**WHAT THE TASK REQUIRES:** Copy word for word the stretch from "My groups core" through "shipping of course)." in the post on CombiUgi and open science below.

Wednesday, May 30, 2007

CombiUgi and Closing the Open Science Loop

A few weeks ago I asked Rikesh to kick off the CombiUgi project, to create lists of commercially available boc-protected amino acids, aldehydes, primary amines and isonitriles. He is now done and the links to purchase each compound is provided, in addition to the SMILES code.

What we need to do now is generate the list of 90,000 Ugi products resulting from their combination (not including enantiomers and diastereomers and the free amines resulting after boc deprotection). This can probably be done fairly easily with VBA in Excel but if anyone wants to pitch in using their favorite software that would be appreciated.

Although we have not been successful in cyclizing our Ugi products to diketopiperazines, from what we learned, I expect that we should be able to make any of these 90,000 compounds in less than a week (including shipping time).

By indexing these compounds in relevant search engines (I am working with Chemspider to make this happen) as UsefulChem molecules available upon request (and justification) we have an opportunity to close the loop on a practical Open Science project.

By the loop I mean a complete iteration from hypothesis to deciding which compounds to make to actually making them and getting testing results. These results will confirm or force a modification of the hypothesis and the cycle goes through another iteration hopefully closer to producing a useful outcome (a good drug lead compound for example).

I imagine that this loop operates in a lot of research groups. But doing the work under Open Science conditions lets it evolve in new ways. First of all, the direction of progress is determined by the collaborators that elect to participate in the process, not necessarily scientific objectives.

An example of that is our recent shift from the testing of our compounds as anti-malarial agents to testing them as tumor inhibitors simply because Dan Zaharevitz from NCI contacted me and suggested that we submit our compounds.

Right after we started to submit our compounds, Dan left this message:

The folks at Indiana have done a lot of cool stuff that is well worth looking at. One thing they have running in a preliminary form is a service that predicts a
compound's activity
in cell lines in the screen. This compound is predicted to be inactive in the cell lines in the prediction. I actually don't think that is a bad result. We probably should put up a place to discuss screens and screening strategy, but essentially a prediction tools such as this summarizes what is known. A compound that is predicted to be inactive, but turns out to be active is much more likely to show you something new and interesting than a compound that is predicted to be active and is active.

So that's the last piece that closes the loop. This web service will make a prediction about activity of the compounds generated by the CombiUgi algorithm and rank them. The flagged compounds will be identifed and synthesized then tested via NCI's assays for tumor cell inhibition.

My groups core expertise is the synthetic component. As far as we are concerned the other 2 processes are black boxes. And for scientists involved in the computation and testing, our synthesis operation is probably a black box. But doing everything in the open, hopefully this will allow other researchers to propose other models and create derivative loops of their own.

We'd love to do the same for the anti-malarial assays but we have not found an established system in place like NCI that will do substrate screening routinely at no cost (except shipping of course).

**DATA SECTION:**
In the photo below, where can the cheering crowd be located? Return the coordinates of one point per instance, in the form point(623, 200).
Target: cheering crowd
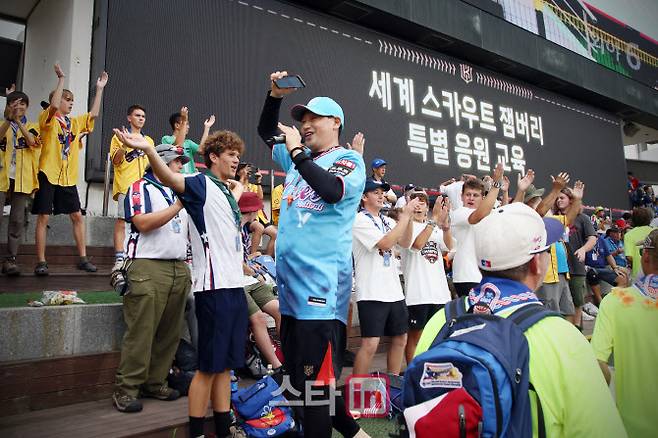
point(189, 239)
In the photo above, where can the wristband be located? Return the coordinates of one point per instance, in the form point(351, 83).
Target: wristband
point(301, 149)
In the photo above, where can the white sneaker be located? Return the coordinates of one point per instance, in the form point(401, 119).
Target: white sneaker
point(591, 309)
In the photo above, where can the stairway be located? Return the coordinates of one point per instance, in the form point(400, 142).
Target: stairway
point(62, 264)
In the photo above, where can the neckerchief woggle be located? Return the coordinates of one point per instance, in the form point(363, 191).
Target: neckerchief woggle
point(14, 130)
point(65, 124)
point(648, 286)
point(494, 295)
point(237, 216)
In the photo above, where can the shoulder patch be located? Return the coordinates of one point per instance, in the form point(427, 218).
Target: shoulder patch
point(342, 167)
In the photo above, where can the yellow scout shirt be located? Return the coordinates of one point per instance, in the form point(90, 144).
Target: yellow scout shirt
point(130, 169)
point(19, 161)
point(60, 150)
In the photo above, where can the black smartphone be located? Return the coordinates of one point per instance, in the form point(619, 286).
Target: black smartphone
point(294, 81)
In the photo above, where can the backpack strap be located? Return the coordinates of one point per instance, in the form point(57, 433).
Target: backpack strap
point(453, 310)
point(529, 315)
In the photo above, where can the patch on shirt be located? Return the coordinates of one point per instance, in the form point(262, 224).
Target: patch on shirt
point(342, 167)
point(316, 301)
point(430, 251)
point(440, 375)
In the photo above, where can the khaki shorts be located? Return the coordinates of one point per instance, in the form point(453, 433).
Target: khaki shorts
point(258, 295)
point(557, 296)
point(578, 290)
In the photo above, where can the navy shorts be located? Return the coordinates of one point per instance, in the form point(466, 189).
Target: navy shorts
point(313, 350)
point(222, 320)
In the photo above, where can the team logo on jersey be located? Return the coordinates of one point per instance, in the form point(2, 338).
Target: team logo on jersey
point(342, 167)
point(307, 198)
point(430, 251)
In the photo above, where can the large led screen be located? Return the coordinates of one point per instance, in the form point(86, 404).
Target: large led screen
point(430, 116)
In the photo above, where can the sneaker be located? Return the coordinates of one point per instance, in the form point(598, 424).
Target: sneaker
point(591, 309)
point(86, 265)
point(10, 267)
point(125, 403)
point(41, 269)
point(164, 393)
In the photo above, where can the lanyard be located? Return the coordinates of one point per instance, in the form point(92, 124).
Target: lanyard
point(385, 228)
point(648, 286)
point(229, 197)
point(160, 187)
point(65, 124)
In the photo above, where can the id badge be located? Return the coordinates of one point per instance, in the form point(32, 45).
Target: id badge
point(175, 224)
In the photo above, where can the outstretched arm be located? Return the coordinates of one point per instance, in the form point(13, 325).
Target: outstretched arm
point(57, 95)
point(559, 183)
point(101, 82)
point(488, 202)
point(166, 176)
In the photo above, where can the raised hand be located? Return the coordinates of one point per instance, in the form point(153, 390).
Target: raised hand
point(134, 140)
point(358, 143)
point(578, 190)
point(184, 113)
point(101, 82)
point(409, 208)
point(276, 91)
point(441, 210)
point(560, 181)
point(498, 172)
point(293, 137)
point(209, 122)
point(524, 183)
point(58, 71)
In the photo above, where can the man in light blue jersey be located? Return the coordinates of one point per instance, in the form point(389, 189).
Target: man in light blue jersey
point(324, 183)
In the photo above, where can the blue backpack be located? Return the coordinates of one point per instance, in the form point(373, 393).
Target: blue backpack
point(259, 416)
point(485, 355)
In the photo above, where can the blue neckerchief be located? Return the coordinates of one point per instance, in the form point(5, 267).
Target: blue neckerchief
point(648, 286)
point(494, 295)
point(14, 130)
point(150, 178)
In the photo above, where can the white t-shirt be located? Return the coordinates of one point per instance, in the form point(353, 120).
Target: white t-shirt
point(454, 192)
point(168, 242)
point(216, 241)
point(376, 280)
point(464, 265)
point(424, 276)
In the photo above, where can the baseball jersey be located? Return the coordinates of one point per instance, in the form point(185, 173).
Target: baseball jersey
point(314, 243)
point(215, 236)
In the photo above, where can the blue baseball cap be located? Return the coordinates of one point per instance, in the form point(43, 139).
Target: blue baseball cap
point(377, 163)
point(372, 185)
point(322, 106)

**RESPONSE TO THE EXERCISE:**
My groups core expertise is the synthetic component. As far as we are concerned the other 2 processes are black boxes. And for scientists involved in the computation and testing, our synthesis operation is probably a black box. But doing everything in the open, hopefully this will allow other researchers to propose other models and create derivative loops of their own.

We'd love to do the same for the anti-malarial assays but we have not found an established system in place like NCI that will do substrate screening routinely at no cost (except shipping of course).